▶ **Exercise**
Pull out each line in the records below that contains the word "green".

▶ **Records supplied**

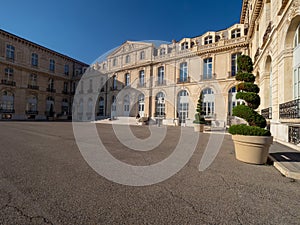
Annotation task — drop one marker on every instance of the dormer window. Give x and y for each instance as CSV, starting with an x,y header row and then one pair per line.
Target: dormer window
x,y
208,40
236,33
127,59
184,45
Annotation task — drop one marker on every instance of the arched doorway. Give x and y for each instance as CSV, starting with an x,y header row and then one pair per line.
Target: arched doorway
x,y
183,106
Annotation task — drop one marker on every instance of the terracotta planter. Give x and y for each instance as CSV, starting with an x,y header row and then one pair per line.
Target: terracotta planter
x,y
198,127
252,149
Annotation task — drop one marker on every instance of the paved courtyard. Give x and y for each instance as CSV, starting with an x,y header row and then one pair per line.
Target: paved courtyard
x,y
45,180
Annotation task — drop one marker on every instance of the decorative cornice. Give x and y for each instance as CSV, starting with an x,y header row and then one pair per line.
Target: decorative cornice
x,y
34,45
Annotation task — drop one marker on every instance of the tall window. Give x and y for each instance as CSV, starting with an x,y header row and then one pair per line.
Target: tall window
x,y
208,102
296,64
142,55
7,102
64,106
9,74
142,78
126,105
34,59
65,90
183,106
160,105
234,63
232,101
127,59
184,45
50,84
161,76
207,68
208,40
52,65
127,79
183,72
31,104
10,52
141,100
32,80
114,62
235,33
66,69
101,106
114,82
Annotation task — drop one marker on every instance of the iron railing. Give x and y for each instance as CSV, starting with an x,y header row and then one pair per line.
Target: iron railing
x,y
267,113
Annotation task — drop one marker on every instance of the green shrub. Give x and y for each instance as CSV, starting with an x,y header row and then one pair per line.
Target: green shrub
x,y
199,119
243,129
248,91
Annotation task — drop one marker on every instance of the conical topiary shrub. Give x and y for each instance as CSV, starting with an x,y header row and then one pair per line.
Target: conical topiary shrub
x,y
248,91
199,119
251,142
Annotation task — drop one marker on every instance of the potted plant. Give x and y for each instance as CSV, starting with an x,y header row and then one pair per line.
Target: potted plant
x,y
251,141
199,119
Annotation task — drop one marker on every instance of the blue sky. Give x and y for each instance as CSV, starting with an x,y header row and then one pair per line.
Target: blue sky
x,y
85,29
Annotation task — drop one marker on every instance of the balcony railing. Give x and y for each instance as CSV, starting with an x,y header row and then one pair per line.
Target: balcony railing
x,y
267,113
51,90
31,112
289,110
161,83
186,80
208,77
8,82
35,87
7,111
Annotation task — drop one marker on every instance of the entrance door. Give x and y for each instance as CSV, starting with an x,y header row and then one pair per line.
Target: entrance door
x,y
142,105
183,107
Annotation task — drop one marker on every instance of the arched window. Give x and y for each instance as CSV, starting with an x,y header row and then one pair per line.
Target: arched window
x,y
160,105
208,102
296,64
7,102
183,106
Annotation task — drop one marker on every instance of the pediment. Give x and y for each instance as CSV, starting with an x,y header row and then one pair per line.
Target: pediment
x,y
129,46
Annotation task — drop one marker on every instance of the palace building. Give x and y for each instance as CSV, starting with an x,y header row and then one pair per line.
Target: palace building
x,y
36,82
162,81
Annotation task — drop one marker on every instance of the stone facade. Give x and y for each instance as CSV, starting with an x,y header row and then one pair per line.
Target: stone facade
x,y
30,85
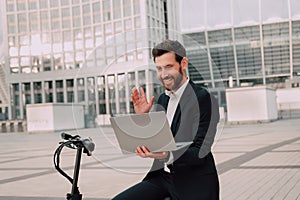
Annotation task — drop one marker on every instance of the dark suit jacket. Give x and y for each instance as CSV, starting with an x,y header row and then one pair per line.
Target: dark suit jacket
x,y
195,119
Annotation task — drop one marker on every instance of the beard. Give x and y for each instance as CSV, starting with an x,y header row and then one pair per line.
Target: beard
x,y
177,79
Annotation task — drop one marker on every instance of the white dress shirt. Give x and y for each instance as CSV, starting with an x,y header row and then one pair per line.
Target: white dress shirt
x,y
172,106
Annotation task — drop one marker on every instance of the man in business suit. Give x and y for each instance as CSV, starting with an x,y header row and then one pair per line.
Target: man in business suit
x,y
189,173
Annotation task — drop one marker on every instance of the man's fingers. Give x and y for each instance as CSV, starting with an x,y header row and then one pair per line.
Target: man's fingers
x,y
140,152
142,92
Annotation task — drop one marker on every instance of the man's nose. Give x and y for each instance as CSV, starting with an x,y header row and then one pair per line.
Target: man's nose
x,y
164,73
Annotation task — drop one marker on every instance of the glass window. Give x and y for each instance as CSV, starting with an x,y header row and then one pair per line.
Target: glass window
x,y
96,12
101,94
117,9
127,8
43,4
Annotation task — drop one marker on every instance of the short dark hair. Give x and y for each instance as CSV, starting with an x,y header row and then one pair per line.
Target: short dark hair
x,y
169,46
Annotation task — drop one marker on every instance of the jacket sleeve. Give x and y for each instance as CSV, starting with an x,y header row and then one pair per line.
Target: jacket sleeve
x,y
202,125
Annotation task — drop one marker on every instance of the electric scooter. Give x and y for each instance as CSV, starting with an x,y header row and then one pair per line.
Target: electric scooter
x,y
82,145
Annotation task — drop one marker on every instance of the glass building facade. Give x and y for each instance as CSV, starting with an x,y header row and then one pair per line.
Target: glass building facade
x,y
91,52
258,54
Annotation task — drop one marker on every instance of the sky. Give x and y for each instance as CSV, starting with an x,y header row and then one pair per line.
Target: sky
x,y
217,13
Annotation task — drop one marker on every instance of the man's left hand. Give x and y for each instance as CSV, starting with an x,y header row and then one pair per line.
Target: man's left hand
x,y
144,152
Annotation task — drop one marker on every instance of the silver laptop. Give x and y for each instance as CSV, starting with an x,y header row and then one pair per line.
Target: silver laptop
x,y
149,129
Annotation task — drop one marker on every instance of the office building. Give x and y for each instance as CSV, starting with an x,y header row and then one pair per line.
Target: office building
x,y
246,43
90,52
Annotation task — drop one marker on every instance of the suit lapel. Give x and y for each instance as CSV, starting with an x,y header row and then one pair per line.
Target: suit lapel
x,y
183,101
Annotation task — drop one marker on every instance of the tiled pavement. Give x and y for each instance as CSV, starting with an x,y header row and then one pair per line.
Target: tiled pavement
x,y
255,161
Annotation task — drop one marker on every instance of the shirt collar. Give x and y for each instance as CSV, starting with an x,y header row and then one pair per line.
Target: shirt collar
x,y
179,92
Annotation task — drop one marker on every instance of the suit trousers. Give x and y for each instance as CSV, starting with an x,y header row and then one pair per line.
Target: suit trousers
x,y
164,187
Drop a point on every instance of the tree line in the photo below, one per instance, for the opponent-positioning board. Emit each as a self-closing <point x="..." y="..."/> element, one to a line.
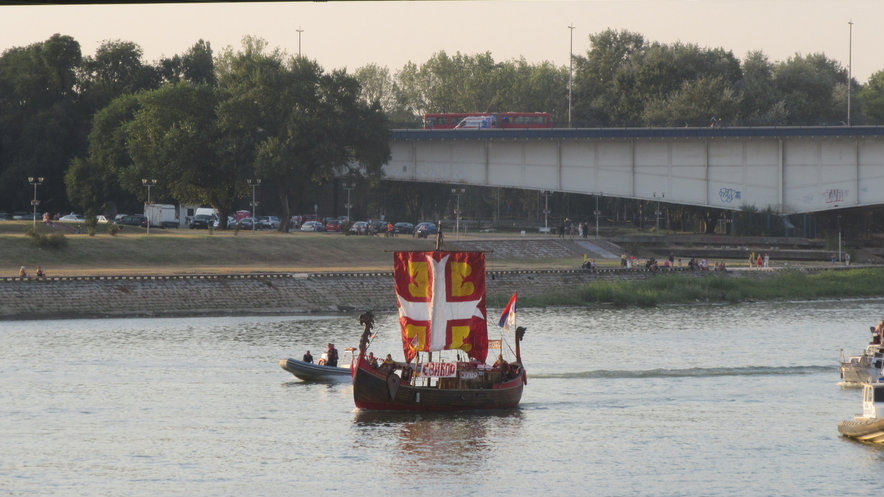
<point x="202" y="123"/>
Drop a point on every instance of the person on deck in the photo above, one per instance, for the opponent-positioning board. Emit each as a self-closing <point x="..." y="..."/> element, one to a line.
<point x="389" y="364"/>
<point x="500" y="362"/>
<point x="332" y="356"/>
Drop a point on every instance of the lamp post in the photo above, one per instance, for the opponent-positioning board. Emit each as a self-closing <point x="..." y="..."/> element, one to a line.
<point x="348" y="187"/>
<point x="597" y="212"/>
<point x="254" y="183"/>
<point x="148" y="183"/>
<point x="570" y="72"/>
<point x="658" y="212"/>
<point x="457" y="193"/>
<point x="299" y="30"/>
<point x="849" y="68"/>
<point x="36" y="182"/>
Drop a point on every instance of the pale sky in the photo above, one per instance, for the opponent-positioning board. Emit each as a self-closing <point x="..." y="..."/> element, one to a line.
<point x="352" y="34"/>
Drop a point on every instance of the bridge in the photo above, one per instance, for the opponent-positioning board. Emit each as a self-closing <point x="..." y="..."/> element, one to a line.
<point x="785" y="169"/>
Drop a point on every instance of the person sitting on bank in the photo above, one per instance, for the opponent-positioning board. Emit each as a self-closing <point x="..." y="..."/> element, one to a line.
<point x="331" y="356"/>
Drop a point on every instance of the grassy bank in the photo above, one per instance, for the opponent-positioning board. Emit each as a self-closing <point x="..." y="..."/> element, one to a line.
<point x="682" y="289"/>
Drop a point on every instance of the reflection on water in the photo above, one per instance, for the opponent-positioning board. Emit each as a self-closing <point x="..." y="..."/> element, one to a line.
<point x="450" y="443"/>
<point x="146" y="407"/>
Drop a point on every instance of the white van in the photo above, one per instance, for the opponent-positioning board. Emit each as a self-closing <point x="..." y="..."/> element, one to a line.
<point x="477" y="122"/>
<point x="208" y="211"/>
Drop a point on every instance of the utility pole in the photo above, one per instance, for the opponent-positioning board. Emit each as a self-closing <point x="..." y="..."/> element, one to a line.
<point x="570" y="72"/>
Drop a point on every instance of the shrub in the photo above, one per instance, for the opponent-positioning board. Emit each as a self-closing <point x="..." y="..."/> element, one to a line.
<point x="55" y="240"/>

--

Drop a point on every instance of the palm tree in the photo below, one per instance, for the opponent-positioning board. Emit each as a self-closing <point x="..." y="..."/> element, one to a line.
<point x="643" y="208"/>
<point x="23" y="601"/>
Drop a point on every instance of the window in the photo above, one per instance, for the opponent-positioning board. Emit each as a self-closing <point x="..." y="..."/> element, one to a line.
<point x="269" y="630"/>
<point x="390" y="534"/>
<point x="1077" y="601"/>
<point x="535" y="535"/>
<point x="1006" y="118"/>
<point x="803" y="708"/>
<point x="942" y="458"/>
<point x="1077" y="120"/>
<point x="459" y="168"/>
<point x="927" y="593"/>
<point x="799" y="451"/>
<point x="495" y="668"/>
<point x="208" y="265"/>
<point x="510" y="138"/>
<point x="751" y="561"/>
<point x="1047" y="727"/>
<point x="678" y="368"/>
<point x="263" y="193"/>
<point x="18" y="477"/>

▶ **Reply**
Annotation task — drop one marker on every instance of the green shrub. Give x and y for each instance as CSV, starting with an x,y header row and then one pair per line.
Target: green shrub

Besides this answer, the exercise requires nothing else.